Exercise task → Reproduce the lines below word for word, leaving out the pictures.
--- Start of Dataset records ---
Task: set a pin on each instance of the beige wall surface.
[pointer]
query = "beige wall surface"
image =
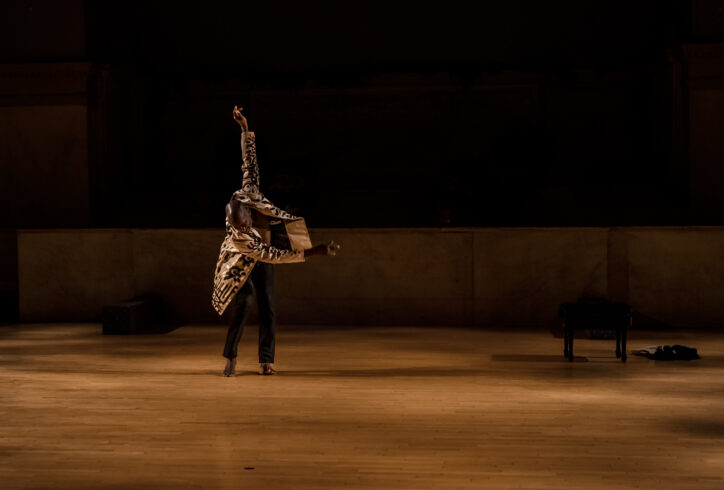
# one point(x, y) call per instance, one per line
point(491, 276)
point(44, 171)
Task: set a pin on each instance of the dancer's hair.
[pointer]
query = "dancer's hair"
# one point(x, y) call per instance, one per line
point(238, 214)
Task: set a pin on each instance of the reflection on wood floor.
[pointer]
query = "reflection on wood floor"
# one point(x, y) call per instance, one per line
point(377, 408)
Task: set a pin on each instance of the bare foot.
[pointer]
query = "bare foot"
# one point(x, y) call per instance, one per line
point(230, 369)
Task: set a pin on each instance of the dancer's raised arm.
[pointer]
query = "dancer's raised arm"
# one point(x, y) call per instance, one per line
point(249, 165)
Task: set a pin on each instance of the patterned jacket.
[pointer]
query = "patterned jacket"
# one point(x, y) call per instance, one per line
point(242, 248)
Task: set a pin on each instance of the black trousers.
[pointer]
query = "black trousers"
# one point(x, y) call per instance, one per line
point(261, 281)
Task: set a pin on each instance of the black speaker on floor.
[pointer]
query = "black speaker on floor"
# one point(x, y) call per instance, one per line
point(143, 314)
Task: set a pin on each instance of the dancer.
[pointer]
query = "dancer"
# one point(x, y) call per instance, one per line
point(258, 234)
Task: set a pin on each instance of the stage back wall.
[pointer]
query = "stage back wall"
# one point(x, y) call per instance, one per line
point(491, 277)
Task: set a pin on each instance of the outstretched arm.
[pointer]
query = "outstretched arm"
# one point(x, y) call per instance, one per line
point(251, 244)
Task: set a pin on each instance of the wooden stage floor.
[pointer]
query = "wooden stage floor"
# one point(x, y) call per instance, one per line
point(377, 408)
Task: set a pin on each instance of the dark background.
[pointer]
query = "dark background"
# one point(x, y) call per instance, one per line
point(515, 113)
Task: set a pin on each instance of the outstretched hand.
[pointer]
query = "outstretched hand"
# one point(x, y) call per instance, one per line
point(240, 119)
point(328, 249)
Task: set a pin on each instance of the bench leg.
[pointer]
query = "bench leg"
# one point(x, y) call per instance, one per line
point(570, 345)
point(624, 334)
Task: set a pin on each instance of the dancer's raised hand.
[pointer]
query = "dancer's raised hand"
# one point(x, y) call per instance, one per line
point(240, 119)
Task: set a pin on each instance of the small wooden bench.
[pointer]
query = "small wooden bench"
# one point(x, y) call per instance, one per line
point(595, 313)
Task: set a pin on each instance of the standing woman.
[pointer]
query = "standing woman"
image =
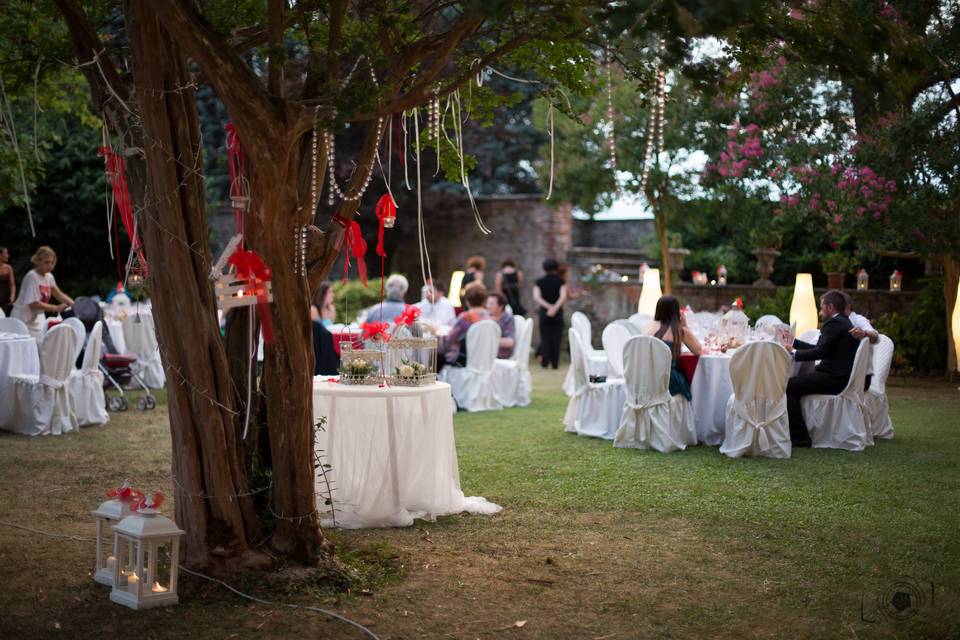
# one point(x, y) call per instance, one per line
point(36, 290)
point(549, 294)
point(508, 282)
point(8, 283)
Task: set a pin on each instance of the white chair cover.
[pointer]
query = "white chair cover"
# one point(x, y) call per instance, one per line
point(838, 422)
point(615, 336)
point(756, 420)
point(766, 321)
point(875, 401)
point(42, 403)
point(651, 417)
point(141, 338)
point(594, 408)
point(14, 325)
point(86, 383)
point(511, 377)
point(472, 386)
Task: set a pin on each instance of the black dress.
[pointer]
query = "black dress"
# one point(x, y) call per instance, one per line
point(510, 283)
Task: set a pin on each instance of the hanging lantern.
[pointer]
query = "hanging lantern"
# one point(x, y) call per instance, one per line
point(146, 548)
point(108, 514)
point(721, 276)
point(863, 280)
point(896, 281)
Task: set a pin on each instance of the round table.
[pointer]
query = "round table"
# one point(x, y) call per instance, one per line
point(18, 354)
point(391, 453)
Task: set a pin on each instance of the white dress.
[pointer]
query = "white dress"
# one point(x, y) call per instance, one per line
point(34, 288)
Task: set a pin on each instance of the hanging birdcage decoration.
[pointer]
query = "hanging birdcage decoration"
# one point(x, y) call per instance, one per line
point(411, 353)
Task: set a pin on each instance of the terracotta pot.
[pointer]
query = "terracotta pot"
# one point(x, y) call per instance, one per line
point(834, 280)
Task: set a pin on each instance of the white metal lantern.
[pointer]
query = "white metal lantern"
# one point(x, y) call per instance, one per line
point(411, 359)
point(108, 515)
point(896, 281)
point(146, 548)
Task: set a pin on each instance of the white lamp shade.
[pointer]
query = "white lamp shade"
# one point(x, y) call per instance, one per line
point(803, 309)
point(649, 293)
point(456, 281)
point(956, 325)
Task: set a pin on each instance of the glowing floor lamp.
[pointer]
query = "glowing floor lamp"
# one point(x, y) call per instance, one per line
point(456, 281)
point(803, 309)
point(649, 293)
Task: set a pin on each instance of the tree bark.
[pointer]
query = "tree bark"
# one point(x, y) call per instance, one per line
point(208, 471)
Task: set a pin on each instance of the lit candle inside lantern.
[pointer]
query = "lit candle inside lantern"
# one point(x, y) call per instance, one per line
point(133, 583)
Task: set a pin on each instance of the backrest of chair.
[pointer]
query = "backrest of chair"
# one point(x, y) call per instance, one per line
point(483, 339)
point(14, 325)
point(614, 337)
point(581, 323)
point(521, 348)
point(858, 374)
point(58, 352)
point(882, 359)
point(767, 320)
point(646, 367)
point(91, 357)
point(81, 331)
point(759, 371)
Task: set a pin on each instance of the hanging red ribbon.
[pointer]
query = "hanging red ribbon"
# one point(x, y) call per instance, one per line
point(117, 177)
point(409, 315)
point(356, 245)
point(255, 273)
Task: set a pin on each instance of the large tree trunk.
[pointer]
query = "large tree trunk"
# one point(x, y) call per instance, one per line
point(208, 469)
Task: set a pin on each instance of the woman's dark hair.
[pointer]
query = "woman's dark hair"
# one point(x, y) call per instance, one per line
point(668, 315)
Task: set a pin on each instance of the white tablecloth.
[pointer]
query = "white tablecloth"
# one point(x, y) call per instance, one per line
point(392, 455)
point(18, 354)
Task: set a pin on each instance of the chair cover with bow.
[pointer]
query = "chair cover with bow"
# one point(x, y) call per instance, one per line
point(86, 383)
point(756, 420)
point(42, 404)
point(141, 338)
point(651, 417)
point(511, 377)
point(472, 386)
point(875, 401)
point(594, 408)
point(839, 422)
point(615, 336)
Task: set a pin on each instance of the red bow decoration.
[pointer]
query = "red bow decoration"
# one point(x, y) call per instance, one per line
point(386, 208)
point(355, 245)
point(153, 502)
point(125, 493)
point(375, 331)
point(117, 177)
point(254, 272)
point(409, 315)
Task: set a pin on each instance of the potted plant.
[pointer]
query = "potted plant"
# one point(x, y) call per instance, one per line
point(836, 265)
point(767, 242)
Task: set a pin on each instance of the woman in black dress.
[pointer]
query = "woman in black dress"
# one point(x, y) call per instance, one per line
point(549, 294)
point(508, 282)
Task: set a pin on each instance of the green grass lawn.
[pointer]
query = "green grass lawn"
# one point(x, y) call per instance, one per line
point(593, 542)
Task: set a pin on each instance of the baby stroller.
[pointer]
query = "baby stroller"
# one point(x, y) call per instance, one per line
point(115, 366)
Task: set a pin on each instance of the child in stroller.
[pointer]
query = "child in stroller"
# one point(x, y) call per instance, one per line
point(115, 366)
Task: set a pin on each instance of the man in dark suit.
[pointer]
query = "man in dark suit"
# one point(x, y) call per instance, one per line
point(835, 350)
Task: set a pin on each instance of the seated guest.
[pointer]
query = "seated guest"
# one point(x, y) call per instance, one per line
point(325, 359)
point(394, 305)
point(835, 350)
point(453, 347)
point(671, 326)
point(497, 306)
point(434, 308)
--- End of Dataset records ---
Task result →
Task: set a pin on each instance of the beige wall surface.
[pointer]
query = "beige wall surface"
image =
# one point(x, y) call per instance, one per line
point(491, 276)
point(44, 171)
Task: set a pin on each instance of the dancer's hair.
[pointer]
query = "dancer's hair"
# one point(x, y) call per instance, one per line
point(238, 214)
Task: set a pin on each instance of the reflection on wood floor.
[pointer]
query = "reflection on wood floor"
# one point(x, y) call per instance, one per line
point(377, 408)
Task: set a pin on each instance of the bare foot.
[pointer]
query = "bare foot"
# one point(x, y) call per instance, one per line
point(230, 369)
Task: set a pin on each instance of the dancer's raised arm.
[pointer]
query = "dancer's raised arm"
# one point(x, y) call per instance, one per line
point(249, 165)
Task: set a pin on each instance of the patterned jacket.
[pointer]
query = "patterned jacket"
# one point(x, y) call per instance, one per line
point(242, 248)
Task: set a pin on each instance of the black trousers.
[pointer]
query = "black trousers"
# one point(x, y) call per instance, one per line
point(261, 281)
Task: set a pin on each instance of the black speaker on floor.
[pointer]
query = "black speaker on floor"
# one point(x, y) call per instance, one per line
point(143, 314)
Task: set a pin on each instance of the dancer.
[pointer]
query = "dancer"
# one point(x, y) call per instance, one per line
point(258, 234)
Task: set a pin on each instance of the stage back wall.
[pointer]
query = "stage back wall"
# one point(x, y) call per instance, one per line
point(491, 277)
Task: set a pin on each instance of the outstretched arm.
[pointer]
query = "outstretched arm"
# one point(x, y) call per instance, one per line
point(251, 244)
Task: set a pin on each instance of the wooden stage floor.
[pointer]
query = "wooden stage floor"
# one point(x, y) call per instance, one per line
point(377, 408)
Task: set a pin on each instance of the dark background.
[pointer]
query = "dark background"
# one point(x, y) call per instance, one per line
point(515, 113)
Task: set a pin on each instance of the outstretched hand.
[pointer]
query = "outstretched hand"
# one point(x, y) call per instance, one per line
point(240, 119)
point(328, 249)
Task: set a pin on each instance of the bench leg.
[pointer]
query = "bench leg"
# one point(x, y) call per instance, one per line
point(570, 345)
point(624, 334)
Task: set a pin on each instance of the dancer's raised hand.
[pointer]
query = "dancer's raised hand"
# one point(x, y) call per instance, one per line
point(240, 119)
Task: set a pin on each instance of the small wooden bench.
[pointer]
query = "small wooden bench"
# one point(x, y) call per instance, one per line
point(595, 313)
Task: set a pin on each instance of the standing woman.
[pointer]
query = "standing woman"
image =
# one point(x, y) call per instance, one per line
point(36, 290)
point(549, 294)
point(508, 282)
point(8, 283)
Task: set a pin on each instance of the white chair cover.
[pointer]
query = "white chair cover"
# one point(x, y) call per instance, one per line
point(838, 422)
point(615, 336)
point(756, 420)
point(766, 321)
point(875, 401)
point(42, 403)
point(651, 417)
point(141, 338)
point(594, 408)
point(14, 325)
point(86, 383)
point(511, 377)
point(472, 386)
Task: set a pin on each instance of the black dress.
[pointer]
query = "black dress"
# one point(x, y) call per instance, one per line
point(510, 283)
Task: set a pin on each instance of the hanging lantern.
[pointer]
query = "hanging lantern"
# one point(x, y) call per instance, one per line
point(146, 548)
point(108, 514)
point(721, 276)
point(863, 280)
point(896, 281)
Task: set a pin on each instance of the round table.
[pointer]
query = "round table"
# one point(x, y) call per instance, one per line
point(18, 354)
point(391, 453)
Task: set a pin on each instance of the white dress.
[pointer]
query = "white dress"
# one point(x, y) call per instance, one per line
point(34, 288)
Task: set a pin on each instance of the hanging birdcage decoration.
[pointer]
query = "hanging birdcage decoration"
# one point(x, y) call per instance, one per line
point(411, 353)
Task: set a pin on each instance of the terracotta pot.
[pointer]
query = "terracotta pot"
# one point(x, y) call per instance, one per line
point(834, 280)
Task: set a pin on each instance of the white metal lantern.
[pointer]
query = "white metal lantern"
# one point(x, y) call per instance, one per line
point(411, 359)
point(108, 515)
point(896, 281)
point(146, 548)
Task: set a pin on each instance of the white lamp shade.
[pointer]
query = "white lamp shade"
# one point(x, y) call per instance, one per line
point(803, 309)
point(649, 293)
point(456, 281)
point(956, 325)
Task: set a pin on each instance of the glowing floor lamp.
[pointer]
query = "glowing floor lamp"
# one point(x, y) call per instance, one per line
point(456, 281)
point(803, 309)
point(649, 293)
Task: set a pin on each instance of the tree bark.
[pointer]
query = "tree bark"
# one point(x, y) call per instance, one per line
point(208, 471)
Task: set a pin on each instance of the lit candle inside lantern.
[pointer]
query = "lit candle inside lantern"
# one point(x, y) call per instance, one per line
point(133, 583)
Task: set a pin on each instance of the backrest of chair.
[pointer]
query = "backrest of chair"
# one point(x, y) call per instance, one per line
point(483, 339)
point(14, 325)
point(614, 337)
point(581, 323)
point(521, 348)
point(858, 374)
point(58, 352)
point(882, 359)
point(767, 320)
point(646, 367)
point(91, 357)
point(81, 331)
point(759, 371)
Task: set a pin on each instance of the hanging red ribbon.
[pointer]
query = "hanging red ribbon"
# one point(x, y) call per instance, one per line
point(117, 177)
point(409, 315)
point(356, 245)
point(255, 273)
Task: set a pin on each instance of the large tree trunk.
[pointer]
query = "large tree trunk"
# one point(x, y) call per instance, one per line
point(208, 469)
Task: set a pin on each instance of the woman's dark hair.
[pointer]
query = "woman's dark hair"
# one point(x, y) call per instance, one per line
point(668, 315)
Task: set a pin on each instance of the white tablecloth.
[pointer]
query = "white tablecloth"
# one point(x, y) call per instance, one per line
point(392, 455)
point(18, 354)
Task: set a pin on each instance of the chair cover with bow.
[pointer]
query = "chair cover with bow"
# one point(x, y) call per instance, one per line
point(86, 383)
point(756, 420)
point(42, 404)
point(141, 338)
point(651, 417)
point(511, 377)
point(472, 386)
point(875, 401)
point(594, 408)
point(839, 422)
point(615, 336)
Task: set a pin on each instance of the red bow decoration.
[pointer]
query = "red bow decoration"
# one point(x, y) call per instance, one per line
point(386, 208)
point(355, 245)
point(153, 502)
point(125, 493)
point(375, 331)
point(117, 177)
point(254, 272)
point(409, 315)
Task: set a pin on each instance of the potted plant.
[pointer]
query = "potted plant"
# one point(x, y) call per instance, one per line
point(836, 265)
point(767, 242)
Task: set a pin on each instance of the woman in black dress.
[pointer]
query = "woman in black dress"
# one point(x, y) call per instance, one per line
point(549, 294)
point(508, 282)
Task: set a pin on each instance of the green grass lawn.
[pointer]
query = "green grass lawn"
# one point(x, y) call per instance, one per line
point(593, 542)
Task: set a pin on each instance of the baby stroller.
[pointer]
query = "baby stroller"
# one point(x, y) call per instance, one per line
point(115, 366)
Task: set a pin on each instance of the child in stroller.
[pointer]
query = "child in stroller"
# one point(x, y) call per instance, one per line
point(115, 366)
Task: set a pin on each instance of the man in dark suit.
[pointer]
query = "man in dark suit"
# one point(x, y) call per instance, one per line
point(835, 350)
Task: set a pin on each instance of the seated guest.
[pointer]
query = "seated guest"
# one point(x, y) call per instance, one per line
point(325, 359)
point(394, 305)
point(835, 350)
point(453, 347)
point(671, 326)
point(497, 306)
point(434, 308)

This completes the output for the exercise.